| PROBLEM STATEMENT |
Return all the entries exactly, keeping pictures out.

Location identification items:
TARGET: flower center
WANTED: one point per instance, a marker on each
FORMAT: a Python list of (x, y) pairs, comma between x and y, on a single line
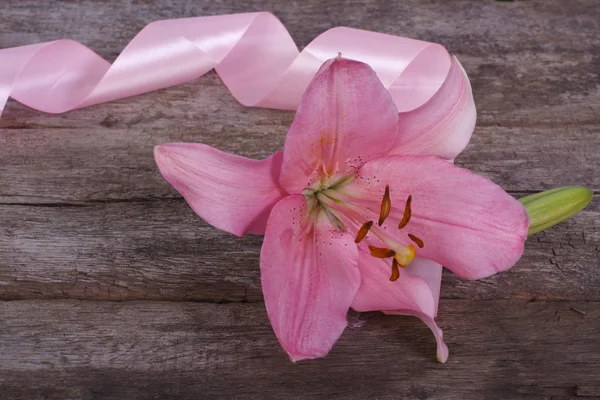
[(347, 213)]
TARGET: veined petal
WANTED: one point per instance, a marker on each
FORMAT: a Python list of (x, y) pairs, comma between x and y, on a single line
[(230, 192), (309, 277), (431, 272), (443, 126), (409, 295), (345, 118), (468, 224)]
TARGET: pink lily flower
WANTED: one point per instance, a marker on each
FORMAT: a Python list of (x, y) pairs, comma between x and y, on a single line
[(361, 208)]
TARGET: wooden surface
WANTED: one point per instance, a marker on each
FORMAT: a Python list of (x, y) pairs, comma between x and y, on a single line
[(111, 287)]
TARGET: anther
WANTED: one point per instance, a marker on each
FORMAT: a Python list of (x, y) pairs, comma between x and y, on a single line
[(381, 252), (386, 205), (407, 213), (395, 271), (362, 232), (417, 240)]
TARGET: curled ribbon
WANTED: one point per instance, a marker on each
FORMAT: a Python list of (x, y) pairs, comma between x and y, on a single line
[(253, 54)]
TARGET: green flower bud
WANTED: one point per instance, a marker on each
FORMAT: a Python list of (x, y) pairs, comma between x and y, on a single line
[(548, 208)]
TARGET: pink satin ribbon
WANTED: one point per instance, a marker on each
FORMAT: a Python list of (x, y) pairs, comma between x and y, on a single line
[(253, 54)]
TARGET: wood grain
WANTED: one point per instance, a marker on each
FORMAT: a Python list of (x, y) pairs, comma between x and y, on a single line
[(138, 350), (160, 250), (171, 308)]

| ANSWER FOR THIS EXERCISE |
TARGET: flower center
WANTED: one point per instance, a marker on each
FORMAT: a Python list of (x, y) pairs, comma between x and y, on a single line
[(347, 213)]
TARGET: veined petal
WANTED: one point per instance, a marker on each
FORMAT: a Python list of (x, y) pairs, comma between x and y, on a single line
[(230, 192), (309, 277), (431, 272), (443, 126), (409, 295), (345, 118), (468, 224)]
TARGET: pink lily flower
WANTED: one point per instance, a marker on each
FORMAT: a Python list of (x, y) pairs, comma between x and y, on a single line
[(361, 208)]
TARGET: wooden surface
WANTED: one point per instance, a marker on each
FORMAT: a Python list of (x, y) pairs, comma between x and y, on a single line
[(111, 287)]
TARGET: anther
WANTED: one point per instance, a marker on each
FORMAT: a Python list of (x, y) pairs, comma between x and y, on a single line
[(381, 252), (386, 205), (407, 213), (395, 271), (362, 232), (417, 240)]
TARGET: curled ribbon
WANTED: one point per instance, a marker on each
FORMAT: a Python list of (x, y) pairs, comma between x and y, on a single line
[(253, 54)]
TARGET: green flower bud
WANTED: one point per instance, a marker on each
FORMAT: a Python list of (x, y) pairs, comma between x and y, on a single line
[(548, 208)]
TARGET: pink satin ribbon
WANTED: one point per instance, a marker on each
FORMAT: a Python list of (x, y) pairs, comma between x and y, on a single line
[(253, 54)]
TARGET: wood grain
WANTED: one point per instance, a marker on each
FORMAT: a Python list of (x, y) pairs, comma between x and y, on a single line
[(138, 350), (160, 250), (171, 308)]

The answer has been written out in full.